Exercise — Each line below must be printed exactly as it stands.

[Saved data entries]
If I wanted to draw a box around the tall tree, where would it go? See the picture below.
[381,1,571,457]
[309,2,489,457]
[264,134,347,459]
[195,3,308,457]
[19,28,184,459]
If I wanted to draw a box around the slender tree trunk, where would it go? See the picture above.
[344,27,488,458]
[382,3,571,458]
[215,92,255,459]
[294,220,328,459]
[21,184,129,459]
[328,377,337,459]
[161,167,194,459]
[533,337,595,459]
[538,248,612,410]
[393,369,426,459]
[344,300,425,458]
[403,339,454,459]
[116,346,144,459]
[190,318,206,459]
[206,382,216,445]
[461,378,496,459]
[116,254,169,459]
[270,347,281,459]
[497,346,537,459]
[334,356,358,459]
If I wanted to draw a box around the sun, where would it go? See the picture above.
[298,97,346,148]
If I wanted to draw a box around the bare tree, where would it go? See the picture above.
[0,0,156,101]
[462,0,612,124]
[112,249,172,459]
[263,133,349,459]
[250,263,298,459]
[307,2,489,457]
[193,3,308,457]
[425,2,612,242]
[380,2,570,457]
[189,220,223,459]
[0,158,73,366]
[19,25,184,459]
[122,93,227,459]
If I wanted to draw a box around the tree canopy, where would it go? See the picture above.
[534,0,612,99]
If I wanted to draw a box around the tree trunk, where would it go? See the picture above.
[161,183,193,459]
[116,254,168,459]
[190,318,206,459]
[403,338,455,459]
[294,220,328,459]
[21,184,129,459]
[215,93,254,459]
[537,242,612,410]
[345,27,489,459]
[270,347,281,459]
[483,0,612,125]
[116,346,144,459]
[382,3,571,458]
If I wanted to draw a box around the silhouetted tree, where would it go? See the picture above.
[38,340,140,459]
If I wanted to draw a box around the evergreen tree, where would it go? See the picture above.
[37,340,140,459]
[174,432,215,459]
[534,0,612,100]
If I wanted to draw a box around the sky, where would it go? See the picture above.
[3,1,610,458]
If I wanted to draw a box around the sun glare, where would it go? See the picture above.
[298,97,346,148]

Output for this exercise —
If I wanted to draw a box around the tall tree, where would it go? See the picture below.
[381,1,571,457]
[309,2,489,457]
[264,134,347,459]
[195,3,308,457]
[19,28,184,459]
If I wanted to draw a box around the slender tree trunk, where would it go? See the picture above.
[344,27,488,458]
[382,3,571,458]
[215,92,255,459]
[294,220,328,459]
[21,184,129,459]
[328,377,337,459]
[161,167,194,459]
[533,337,595,459]
[538,248,612,410]
[393,369,426,459]
[344,300,425,458]
[403,339,454,459]
[116,346,144,459]
[190,318,206,459]
[206,382,216,445]
[461,378,496,459]
[116,254,169,459]
[270,347,281,459]
[497,346,537,459]
[334,356,358,459]
If I wanted to draw a box around the sun, where would it go? See the picture above.
[298,97,346,148]
If I wanted to draw a box around the bare tree, where would it go? See the picture above.
[0,0,156,101]
[462,0,612,124]
[112,249,172,459]
[263,133,349,459]
[250,263,298,459]
[307,2,489,457]
[193,3,308,457]
[425,2,612,242]
[380,2,570,457]
[189,220,223,459]
[0,158,73,366]
[19,25,184,459]
[122,93,227,459]
If I wanted to draw a box around the tree canopy, where would it go? See the picture above.
[534,0,612,99]
If I wanted to draw a box around the tree trunk, where would it go? See the picture above.
[161,183,193,459]
[116,254,168,459]
[190,318,206,459]
[403,338,455,459]
[294,220,328,459]
[21,184,129,459]
[215,93,254,459]
[537,242,612,410]
[345,27,489,459]
[270,347,281,459]
[483,0,612,125]
[116,346,144,459]
[382,3,571,458]
If I wanted to draw a box around the silhouetted tree, where would it go? See the picture above.
[38,340,140,459]
If I wanted to draw a box around the evergreen tree, where would it go? See the picture above.
[37,340,140,459]
[174,432,215,459]
[534,0,612,100]
If I wanted to draw a box around the sky, where would it go? See the picture above.
[3,1,610,458]
If I wanted to draw a box around the sun glare, where would it go? See the picture above.
[298,97,346,148]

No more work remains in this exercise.